## Start

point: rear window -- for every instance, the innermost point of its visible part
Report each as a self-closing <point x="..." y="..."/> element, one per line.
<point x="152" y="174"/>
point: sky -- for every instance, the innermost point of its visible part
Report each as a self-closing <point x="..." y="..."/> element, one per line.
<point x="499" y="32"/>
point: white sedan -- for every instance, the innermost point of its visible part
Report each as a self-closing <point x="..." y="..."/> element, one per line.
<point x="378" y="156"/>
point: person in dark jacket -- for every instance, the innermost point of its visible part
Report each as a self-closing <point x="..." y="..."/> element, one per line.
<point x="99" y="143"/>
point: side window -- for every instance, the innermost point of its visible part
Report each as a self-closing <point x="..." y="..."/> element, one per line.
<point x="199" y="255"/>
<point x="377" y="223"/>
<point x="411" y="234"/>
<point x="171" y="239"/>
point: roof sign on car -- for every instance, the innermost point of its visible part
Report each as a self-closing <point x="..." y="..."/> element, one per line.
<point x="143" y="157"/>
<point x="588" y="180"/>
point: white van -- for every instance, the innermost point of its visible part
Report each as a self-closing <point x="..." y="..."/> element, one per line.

## End

• _What you will do_: Copy out every item above word for word, line by line, without changing anything.

• _Output_:
point: rear window -- for every instance, the innermost point of its visible part
Report each as a self-closing <point x="..." y="..."/> element, one per line.
<point x="152" y="174"/>
point: sky -- for every instance, the innermost point of its visible part
Report each as a self-closing <point x="..." y="..."/> element, one per line.
<point x="499" y="32"/>
point: white sedan -- for every instance, the innermost point of its visible part
Report each as a self-closing <point x="..." y="..."/> element, one per line.
<point x="378" y="156"/>
point: person in dark jacket -- for every instance, the innermost point of its visible part
Report each as a self-closing <point x="..." y="..."/> element, one per line.
<point x="99" y="143"/>
point: side window -- for every instance, the innermost point of its visible part
Report each as a self-closing <point x="..." y="..."/> element, one per line.
<point x="199" y="255"/>
<point x="377" y="223"/>
<point x="411" y="234"/>
<point x="171" y="239"/>
point: roof sign on car -- for every instance, the innermost point of its visible part
Report each as a self-closing <point x="..." y="..."/> element, one per line.
<point x="143" y="157"/>
<point x="588" y="180"/>
point: white van -- for every instance, the innermost point of its visible part
Report each as a self-closing <point x="..." y="..."/> element, one per line.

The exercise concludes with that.